--- Goal of the exercise ---
Reproduce the review of the panel show Have You Been Paying Attention?, shown below, in full and without any changes.

--- Text extract ---
══════════════════════════════

We’ll Pay That

Colour us surprised: when we first heard about Working Dog’s new panel show Have You Been Paying Attention?, we expected something more along the lines of the dimly but fondly remembered Out of the Question: a lot of casually scored chit-chat about the week’s events disguised as a game show. Buh Bowww: what we got was a fast-paced revival of the glory days of Blankety Blanks. Hurrah!

Okay, that’s a slight exaggeration – the Blankety Blanks comparison, not the hurrah. But Have You Been Paying Attention? is an actual game show where the point seems to be for the contestants to make as many smart-arse comments as possible as quickly as possible. Watching it happen, the real question quickly becomes: with both commercial and public broadcasters awash in limp panel chat, why hasn’t anyone tried this before?

We don’t want to spend our every waking second beating up on Tractor Monkeys, but HYBPA? really does underline just how crap Tractor Monkeys is on just about every level. And there’s only really one basic thing that separates them: pace. Tractor Monkeys crawls along at a deathly trudge with clips that go on forever and then – what’s that? Dave O’Neil wants to tell a story about trying to impress a girl by wearing sunglasses inside a tent? Sure, why not? It’s not like anyone’s awake to hear him.

In contrast, HYBPA? moves. Host Tom Gleisner asks a question, one of the panel makes a smart-arse answer, someone else gives a proper answer, we move on. There’s a section where each cast member (reportedly Ed Kavalee and Sam Pang are regulars, with the other three chairs filled by guests each week) is asked about their speciality subject (a celebrity, for the most part), but even then they don’t dawdle, with a serious:comedy answer ratio of around 1:1. And then there’s the fast money round!

══════════════════════════════

Point labeling dataset excerpts:

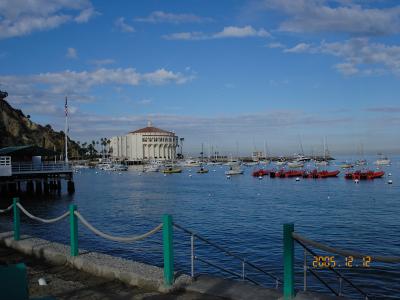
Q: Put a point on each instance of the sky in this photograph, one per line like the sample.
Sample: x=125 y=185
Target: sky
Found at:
x=233 y=74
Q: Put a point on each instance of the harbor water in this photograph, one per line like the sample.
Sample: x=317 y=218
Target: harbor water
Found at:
x=243 y=214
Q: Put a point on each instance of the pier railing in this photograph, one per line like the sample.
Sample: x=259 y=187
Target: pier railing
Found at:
x=74 y=215
x=5 y=165
x=244 y=265
x=289 y=239
x=45 y=167
x=166 y=226
x=325 y=263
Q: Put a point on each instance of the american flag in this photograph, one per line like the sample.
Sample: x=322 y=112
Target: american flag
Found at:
x=66 y=107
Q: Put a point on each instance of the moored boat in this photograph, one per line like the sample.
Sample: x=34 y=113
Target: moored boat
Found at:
x=260 y=172
x=384 y=161
x=171 y=170
x=326 y=174
x=234 y=170
x=295 y=164
x=151 y=168
x=294 y=173
x=363 y=175
x=346 y=166
x=202 y=170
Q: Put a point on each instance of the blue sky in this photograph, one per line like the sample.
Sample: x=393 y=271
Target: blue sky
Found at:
x=215 y=72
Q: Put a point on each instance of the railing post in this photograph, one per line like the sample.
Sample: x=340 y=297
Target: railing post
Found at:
x=73 y=223
x=288 y=262
x=192 y=255
x=305 y=270
x=16 y=219
x=168 y=250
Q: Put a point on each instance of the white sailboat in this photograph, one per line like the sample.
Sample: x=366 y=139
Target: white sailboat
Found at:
x=234 y=170
x=383 y=161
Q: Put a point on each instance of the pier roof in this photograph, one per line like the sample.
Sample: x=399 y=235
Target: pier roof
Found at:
x=151 y=129
x=27 y=150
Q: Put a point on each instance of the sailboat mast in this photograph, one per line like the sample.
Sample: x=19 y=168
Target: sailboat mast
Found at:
x=66 y=130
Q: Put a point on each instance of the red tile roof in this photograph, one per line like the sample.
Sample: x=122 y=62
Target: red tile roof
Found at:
x=151 y=129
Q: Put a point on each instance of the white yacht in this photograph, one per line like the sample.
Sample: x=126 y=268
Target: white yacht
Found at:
x=151 y=168
x=234 y=170
x=295 y=164
x=191 y=163
x=383 y=161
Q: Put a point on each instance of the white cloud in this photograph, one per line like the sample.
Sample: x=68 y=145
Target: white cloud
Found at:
x=360 y=56
x=145 y=101
x=347 y=68
x=123 y=26
x=71 y=53
x=102 y=62
x=336 y=16
x=164 y=17
x=47 y=88
x=275 y=45
x=302 y=47
x=240 y=32
x=19 y=17
x=85 y=15
x=226 y=32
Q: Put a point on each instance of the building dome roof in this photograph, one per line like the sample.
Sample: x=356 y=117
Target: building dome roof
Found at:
x=151 y=129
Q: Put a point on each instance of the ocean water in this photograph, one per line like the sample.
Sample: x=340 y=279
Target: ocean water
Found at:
x=243 y=214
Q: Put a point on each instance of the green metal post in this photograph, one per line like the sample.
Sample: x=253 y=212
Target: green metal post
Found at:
x=73 y=223
x=168 y=250
x=16 y=219
x=288 y=262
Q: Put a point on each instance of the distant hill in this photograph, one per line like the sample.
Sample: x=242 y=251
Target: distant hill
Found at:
x=16 y=129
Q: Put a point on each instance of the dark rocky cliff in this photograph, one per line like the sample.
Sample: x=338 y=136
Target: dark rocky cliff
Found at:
x=17 y=129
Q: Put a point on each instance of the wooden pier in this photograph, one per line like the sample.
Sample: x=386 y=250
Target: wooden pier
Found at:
x=18 y=174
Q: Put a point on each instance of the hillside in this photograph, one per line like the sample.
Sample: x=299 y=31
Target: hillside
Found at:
x=17 y=129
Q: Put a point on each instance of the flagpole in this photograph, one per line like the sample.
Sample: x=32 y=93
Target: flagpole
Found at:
x=66 y=130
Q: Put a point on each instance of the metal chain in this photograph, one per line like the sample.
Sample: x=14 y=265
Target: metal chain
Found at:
x=6 y=209
x=116 y=238
x=66 y=214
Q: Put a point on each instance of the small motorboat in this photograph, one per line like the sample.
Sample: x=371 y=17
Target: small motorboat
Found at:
x=346 y=166
x=260 y=172
x=322 y=163
x=234 y=170
x=280 y=173
x=310 y=174
x=294 y=173
x=364 y=175
x=384 y=161
x=295 y=164
x=326 y=174
x=202 y=170
x=172 y=170
x=119 y=167
x=151 y=168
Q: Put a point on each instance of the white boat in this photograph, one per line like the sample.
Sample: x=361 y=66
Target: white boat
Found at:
x=213 y=163
x=151 y=168
x=322 y=163
x=119 y=167
x=232 y=163
x=295 y=164
x=251 y=164
x=78 y=167
x=104 y=166
x=234 y=170
x=191 y=163
x=384 y=161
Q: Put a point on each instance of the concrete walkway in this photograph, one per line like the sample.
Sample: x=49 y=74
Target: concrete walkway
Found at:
x=93 y=275
x=64 y=282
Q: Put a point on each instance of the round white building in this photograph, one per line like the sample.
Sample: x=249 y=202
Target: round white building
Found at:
x=149 y=143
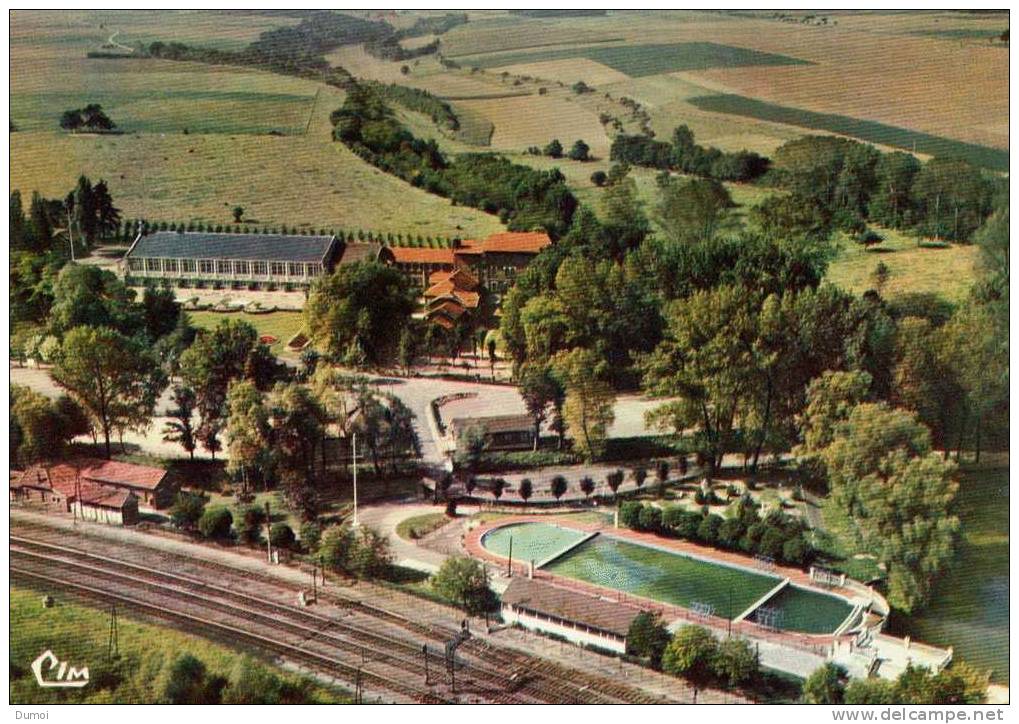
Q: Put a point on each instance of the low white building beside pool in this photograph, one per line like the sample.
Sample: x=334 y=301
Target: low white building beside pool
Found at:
x=579 y=618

══════════════════════════════

--- Result of the task ---
We’ll Pay That

Colour us surprised: when we first heard about Working Dog’s new panel show Have You Been Paying Attention?, we expected something more along the lines of the dimly but fondly remembered Out of the Question: a lot of casually scored chit-chat about the week’s events disguised as a game show. Buh Bowww: what we got was a fast-paced revival of the glory days of Blankety Blanks. Hurrah!

Okay, that’s a slight exaggeration – the Blankety Blanks comparison, not the hurrah. But Have You Been Paying Attention? is an actual game show where the point seems to be for the contestants to make as many smart-arse comments as possible as quickly as possible. Watching it happen, the real question quickly becomes: with both commercial and public broadcasters awash in limp panel chat, why hasn’t anyone tried this before?

We don’t want to spend our every waking second beating up on Tractor Monkeys, but HYBPA? really does underline just how crap Tractor Monkeys is on just about every level. And there’s only really one basic thing that separates them: pace. Tractor Monkeys crawls along at a deathly trudge with clips that go on forever and then – what’s that? Dave O’Neil wants to tell a story about trying to impress a girl by wearing sunglasses inside a tent? Sure, why not? It’s not like anyone’s awake to hear him.

In contrast, HYBPA? moves. Host Tom Gleisner asks a question, one of the panel makes a smart-arse answer, someone else gives a proper answer, we move on. There’s a section where each cast member (reportedly Ed Kavalee and Sam Pang are regulars, with the other three chairs filled by guests each week) is asked about their speciality subject (a celebrity, for the most part), but even then they don’t dawdle, with a serious:comedy answer ratio of around 1:1. And then there’s the fast money round!